Maria Clotilde Lemos Petta é coordenadora da Secretaria de Políticas Internacionais da Contee e diretora do Sinpro Campinas e Região, da CTB e da Fise
Política externa de Aécio Neves: a ALCA em pauta
Por Maria Clotilde Lemos Petta*, para o portal "Vermelho"
“Este é um governo que não fala fino com os EUA nem grosso com a Bolívia”, (Chico Buarque de Holanda).
A política externa implementada nos governos Lula e Dilma tem como uma de suas marcas o papel protagonista do Brasil nas relações internacionais. Essa marca tem sido reconhecida por eminentes estudiosos da atual conjuntura.
De fato, uma análise da política externa iniciada no governo Lula com o chanceler Amorim, e que tem continuidade no governo Dilma, tem como uma das suas características uma posição altiva do Brasil nas relações exteriores, em especial com os EUA, e no avanço do processo de integração latino-americana. Sendo assim, é extremamente preocupante a possibilidade de eleição do senador Aécio Neves. Embora tente se apresentar como candidato da mudança, uma análise de sua trajetória política e de suas propostas referentes à política internacional demonstra que sua eleição significará um grave retrocesso no posicionamento do Brasil no cenário internacional.
Um primeiro fato que chama atenção nos seus pronunciamentos e no debate eleitoral é seu posicionamento em relação ao Mercosul. No programa de governo apresentado oficialmente, essa questão é tratada de forma muito genérica. É colocada em termos de “…um acordo preferencial com os Estados Unidos….” ou “…restabelecer a primazia da liberalização comercial …”. Em relação ao Mercosul “…flexibilizar suas regras… e …nova estratégia de negociações comerciais bilaterais, regionais e globais…”(02).
No entanto, na sua trajetória política e em recente pronunciamento é que sua posição frente à política externa fica evidenciada. Em abril passado, em palestra durante o Fórum da Liberdade, promovido pelo Instituto de Estudos Empresariais (IEE), ele classificou o Mercosul como “coisa anacrônica” que “não está servindo a nenhum interesse dos brasileiros”(03).
Aécio Neves repetiria esse posicionamento em vários pronunciamentos e eventos. Em entrevista a um jornal da Argentina, o ‘La Nacional’, declarou: “Temos que ter a coragem de repensar e revisar o Mercosul… Temos que transformar o Mercosul em uma área de livre comércio, que permita a cada Estado-membro firmar acordos comerciais com outros países”, afirmou Aécio. Ele deu uma ideia do que considera adequado: “A Aliança do Pacífico, constituída por México, Colômbia, Peru e Chile, é um exemplo de dinamismo”(04).

Dados armazenados:
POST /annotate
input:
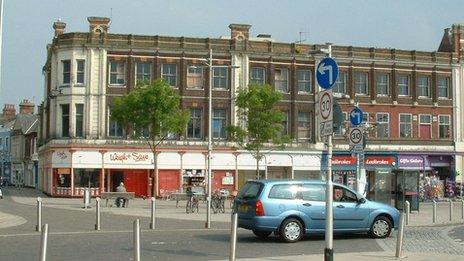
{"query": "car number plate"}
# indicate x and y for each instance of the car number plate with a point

Tarefa proposta:
No texto sobre a política externa de Aécio Neves, renomeie "Brasil" para "país" e reescreva o trecho que começa em "A política externa implementada" e vai até "da atual conjuntura.".

Resultado da tarefa:
A política externa implementada nos governos Lula e Dilma tem como uma de suas marcas o papel protagonista do país nas relações internacionais. Essa marca tem sido reconhecida por eminentes estudiosos da atual conjuntura.